DETAILED DESCRIPTION

[0017] In the following detailed description, numerous specific details are set forth in order to provide a thorough understanding of the invention. However, it will be understood by those skilled in the relevant art that the present invention may be practiced without these specific details. In other instances, well-known methods, procedures, and components have not been described in detail so as not to obscure the present invention.

[0018] As previously described, localization is the process of adapting a product or computer program for a specific region or country, which is often referred to as a locale. Typically, localization is used for translating user interfaces and the supporting documentation of a product or computer program. A successfully localized product or computer program is one the appears to have been developed within the local culture. As a result, when developing products or computer programs designed for multiple locales, it is beneficial for developers and software localization teams to have a tool, such as the present invention, to aid in the localization effort.

[0019] FIG. 1 illustrates a flow chart diagram of the localization effort involved in the translation from one locale to another locale in accordance with one embodiment of the present invention. As shown in block 110, a markup language document generally includes a sequence of characters or other symbols that are inserted at certain places in a text or word processing file to indicate how the file should look when it is printed or displayed or to describe the document's logical structure. Markup language documents can include documents such as Hypertext Markup Language (HTML), Extensible Markup Language (XML), and Java Server Pages™ (JSP), for example. In FIG. 1, block 110 illustrates a markup language document, that is localized by identifying at least one token within the markup language document, as shown in block 120. A token is at least one string made up of one or more characters that follow a recognizable pattern, such as a set of strings that have been parsed from a larger set of strings given a set of predefined classification rules. Using these pre-defined classification rules, token factories, in a parent-child framework for example, identify tokens.

┄┄┄┄┄┄┄┄┄┄┄┄┄┄┄┄┄┄┄┄

* WRITTEN PROBLEM A: Repeat the rows verbatim, starting at the first row and ending with the row that contains "(571, 1057)", with both of those rows included.
The patent excerpt and the rows have no connection to each other.

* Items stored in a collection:
┄┄┄┄┄┄┄┄┄┄┄┄┄┄┄┄┄┄┄┄

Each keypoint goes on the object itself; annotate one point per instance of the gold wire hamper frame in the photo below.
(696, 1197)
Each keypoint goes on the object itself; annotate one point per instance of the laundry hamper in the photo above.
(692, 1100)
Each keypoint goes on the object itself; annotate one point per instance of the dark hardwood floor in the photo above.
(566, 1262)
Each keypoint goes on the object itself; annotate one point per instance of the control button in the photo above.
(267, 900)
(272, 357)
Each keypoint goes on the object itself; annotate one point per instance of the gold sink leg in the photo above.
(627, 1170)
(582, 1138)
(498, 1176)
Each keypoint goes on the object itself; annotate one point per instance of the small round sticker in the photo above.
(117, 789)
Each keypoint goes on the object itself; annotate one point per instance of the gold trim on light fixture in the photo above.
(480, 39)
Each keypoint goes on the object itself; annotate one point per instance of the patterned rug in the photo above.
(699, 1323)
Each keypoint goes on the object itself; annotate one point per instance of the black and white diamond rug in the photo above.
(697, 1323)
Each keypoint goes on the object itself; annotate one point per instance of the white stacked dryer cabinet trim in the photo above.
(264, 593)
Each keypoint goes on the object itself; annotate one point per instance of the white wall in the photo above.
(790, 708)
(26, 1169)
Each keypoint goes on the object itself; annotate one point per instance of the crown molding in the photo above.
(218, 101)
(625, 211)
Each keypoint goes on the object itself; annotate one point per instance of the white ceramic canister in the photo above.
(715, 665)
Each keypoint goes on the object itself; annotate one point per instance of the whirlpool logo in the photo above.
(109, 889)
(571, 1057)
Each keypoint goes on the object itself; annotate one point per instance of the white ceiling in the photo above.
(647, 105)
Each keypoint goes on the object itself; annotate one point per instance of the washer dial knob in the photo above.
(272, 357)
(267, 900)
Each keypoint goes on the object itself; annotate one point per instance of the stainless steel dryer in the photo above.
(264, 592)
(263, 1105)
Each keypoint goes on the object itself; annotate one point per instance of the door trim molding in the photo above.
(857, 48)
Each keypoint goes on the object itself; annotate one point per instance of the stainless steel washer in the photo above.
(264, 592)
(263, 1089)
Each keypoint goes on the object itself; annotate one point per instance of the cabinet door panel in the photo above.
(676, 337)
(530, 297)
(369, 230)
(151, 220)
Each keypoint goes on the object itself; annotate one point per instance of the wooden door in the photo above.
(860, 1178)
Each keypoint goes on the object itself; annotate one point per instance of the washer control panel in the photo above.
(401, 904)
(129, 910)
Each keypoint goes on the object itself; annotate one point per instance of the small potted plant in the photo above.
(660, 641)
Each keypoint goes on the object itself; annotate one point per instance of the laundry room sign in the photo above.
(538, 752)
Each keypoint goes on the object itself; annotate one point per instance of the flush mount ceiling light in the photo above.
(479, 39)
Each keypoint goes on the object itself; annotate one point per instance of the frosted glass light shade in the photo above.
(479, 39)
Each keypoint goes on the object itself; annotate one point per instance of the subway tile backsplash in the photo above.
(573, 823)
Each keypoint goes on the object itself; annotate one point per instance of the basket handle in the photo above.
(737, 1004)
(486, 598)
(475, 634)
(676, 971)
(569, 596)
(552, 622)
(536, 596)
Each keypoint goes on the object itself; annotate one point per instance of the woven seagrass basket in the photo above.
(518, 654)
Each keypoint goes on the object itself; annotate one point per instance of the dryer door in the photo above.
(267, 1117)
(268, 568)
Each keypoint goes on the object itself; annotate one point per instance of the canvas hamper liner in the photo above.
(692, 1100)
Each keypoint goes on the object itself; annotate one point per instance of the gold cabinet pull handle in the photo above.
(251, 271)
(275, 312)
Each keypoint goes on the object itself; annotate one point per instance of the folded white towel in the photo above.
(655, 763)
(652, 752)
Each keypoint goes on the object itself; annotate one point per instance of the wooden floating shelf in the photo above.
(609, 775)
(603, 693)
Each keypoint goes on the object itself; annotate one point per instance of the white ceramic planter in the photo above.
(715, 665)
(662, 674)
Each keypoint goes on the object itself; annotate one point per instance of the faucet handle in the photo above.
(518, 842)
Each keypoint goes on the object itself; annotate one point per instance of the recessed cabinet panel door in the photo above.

┄┄┄┄┄┄┄┄┄┄┄┄┄┄┄┄┄┄┄┄

* WRITTEN PROBLEM B: Reproduce the patent excerpt word for word from "[0018] As previously" to "the localization effort.".

* CORRECT OUTPUT A:
Each keypoint goes on the object itself; annotate one point per instance of the gold wire hamper frame in the photo below.
(696, 1197)
Each keypoint goes on the object itself; annotate one point per instance of the laundry hamper in the photo above.
(692, 1100)
Each keypoint goes on the object itself; annotate one point per instance of the dark hardwood floor in the photo above.
(566, 1262)
Each keypoint goes on the object itself; annotate one point per instance of the control button in the photo above.
(267, 900)
(272, 357)
Each keypoint goes on the object itself; annotate one point per instance of the gold sink leg in the photo above.
(627, 1170)
(582, 1138)
(498, 1176)
Each keypoint goes on the object itself; annotate one point per instance of the small round sticker in the photo above.
(117, 789)
Each keypoint goes on the object itself; annotate one point per instance of the gold trim on light fixture in the photo above.
(480, 39)
Each keypoint goes on the object itself; annotate one point per instance of the patterned rug in the photo above.
(699, 1323)
Each keypoint goes on the object itself; annotate one point per instance of the black and white diamond rug in the photo above.
(697, 1323)
Each keypoint goes on the object itself; annotate one point per instance of the white stacked dryer cabinet trim in the photo above.
(264, 593)
Each keypoint goes on the object itself; annotate one point per instance of the white wall in the photo above.
(790, 708)
(26, 1169)
Each keypoint goes on the object itself; annotate one point per instance of the crown molding in the photo above.
(218, 101)
(625, 211)
Each keypoint goes on the object itself; annotate one point per instance of the white ceramic canister in the photo above.
(715, 665)
Each keypoint goes on the object itself; annotate one point per instance of the whirlpool logo in the photo above.
(109, 889)
(571, 1057)

* CORRECT OUTPUT B:
[0018] As previously described, localization is the process of adapting a product or computer program for a specific region or country, which is often referred to as a locale. Typically, localization is used for translating user interfaces and the supporting documentation of a product or computer program. A successfully localized product or computer program is one the appears to have been developed within the local culture. As a result, when developing products or computer programs designed for multiple locales, it is beneficial for developers and software localization teams to have a tool, such as the present invention, to aid in the localization effort.